**TRECHO FORNECIDO**

___

Emprego de todos

Discussão da diversidade racial chega, enfim, ao trabalho

Autor

  • Humberto Adami

    é advogado e mestre em Direito. É Diretor do IARA Instituto de Advocacia Racial e Ambiental e ex- Ouvidor da SEPPIR Secretaria Nacional de Políticas de Igualdade Racial da Presidência da República.  Atualmente preside a Comissão Nacional da Verdade da Escravidão Negra no Brasil do Conselho Federal da OAB. 

3 de dezembro de 2006, 6h02

A desigualdade racial do mercado de trabalho deve ser combatida todo o dia, o dia todo. Esta é uma das claras idéias que empresas estão incorporando ao seu dia a dia, sabedoras que as dificuldades inerentes à implementação da diversidade racial agregam duas qualidades vitais para os negócios: criatividade e rentabilidade. Ser igual, com todas as diferenças, é legal, é constitucional e também é lucrativo e ético. Isso sim é responsabilidade social.

Como tais valores não puderam ser percebidos antes? Como pôde ser mantido um país com tamanho “fosso racial”?, como denominou o economista Gesner Oliveira durante o II Seminário de Diversidade Racial Corporativa e Ações Afirmativas, realizado nos dias 9 e 10 de novembro de 2006, em São Paulo, pela Universidade da Cidadania Zumbi dos Palmares e Fundação Cultural Itaú.

A Federação Nacional dos Advogados (Fenadv) e o Instituto de Advocacia Racial e Ambiental (Iara) têm mantido decidida postura no sentido de provocar a investigação de tal desigualdade racial. Com isso, tem aberto uma trilha de avanços na busca de caminhos e soluções para toda a sociedade brasileira.

Inicialmente, ao fim de 2003, apresentaram 27 representações ao Ministério Público do Trabalho, requerendo a abertura de inquéritos civis públicos para apurar a desigualdade racial nos setores industriais, comerciais e bancários. O MPT respondeu a tal demanda com o Programa de Combate à Discriminação Racial no Mercado de Trabalho, inaugurado em abril de 2005.

Ações civis públicas foram ajuizadas perante a Justiça do Trabalho. Audiências públicas foram realizadas na Câmara dos Deputados Federais. Seis dos maiores bancos privados adotando postura pro ativa, tecem uma série de medidas em parceria com a Sociedade Afro-Brasileira de Desenvolvimento Sócio-Cultural (Afrobras) e a Universidade da Cidadania Zumbi dos Palmares (Unipalmares), e outras entidades, que demonstram o acerto das primeiras representações.

Como disse o secretário executivo de uma das maiores instituições financeiras do país, “antes das representações, não havia percepção da gravidade do problema e que era preciso, e poderíamos, fazer algo” .

Bem, o tudo feito até agora é muito. É bom e merece o aplauso. Deve prosseguir com iguais medidas para todo o país e todos os estados da Federação da República, além da cidade de São Paulo e da Afrobras.

___

**EXERCÍCIO PROPOSTO**
Reescreva o trecho do artigo sobre diversidade racial no trabalho começando em "Ações civis públicas" e seguindo até "das primeiras representações.", renomeando "Justiça do Trabalho" para "Justiça Federal". As linhas que vêm a seguir não são necessárias.

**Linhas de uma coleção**
___

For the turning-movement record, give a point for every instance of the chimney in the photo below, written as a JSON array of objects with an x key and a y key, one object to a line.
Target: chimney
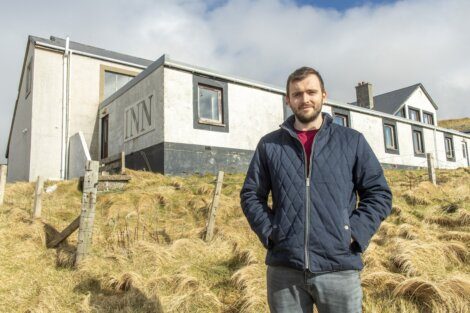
[{"x": 364, "y": 95}]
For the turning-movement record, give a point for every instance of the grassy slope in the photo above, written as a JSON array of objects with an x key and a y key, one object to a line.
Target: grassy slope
[
  {"x": 148, "y": 255},
  {"x": 461, "y": 124}
]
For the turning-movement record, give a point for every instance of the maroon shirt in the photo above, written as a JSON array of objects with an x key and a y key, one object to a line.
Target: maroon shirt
[{"x": 306, "y": 138}]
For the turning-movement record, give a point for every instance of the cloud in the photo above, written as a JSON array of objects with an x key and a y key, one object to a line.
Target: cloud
[{"x": 390, "y": 45}]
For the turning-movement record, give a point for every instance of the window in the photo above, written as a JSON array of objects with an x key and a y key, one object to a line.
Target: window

___

**RESOLUÇÃO DA TAREFA**
Ações civis públicas foram ajuizadas perante a Justiça Federal. Audiências públicas foram realizadas na Câmara dos Deputados Federais. Seis dos maiores bancos privados adotando postura pro ativa, tecem uma série de medidas em parceria com a Sociedade Afro-Brasileira de Desenvolvimento Sócio-Cultural (Afrobras) e a Universidade da Cidadania Zumbi dos Palmares (Unipalmares), e outras entidades, que demonstram o acerto das primeiras representações.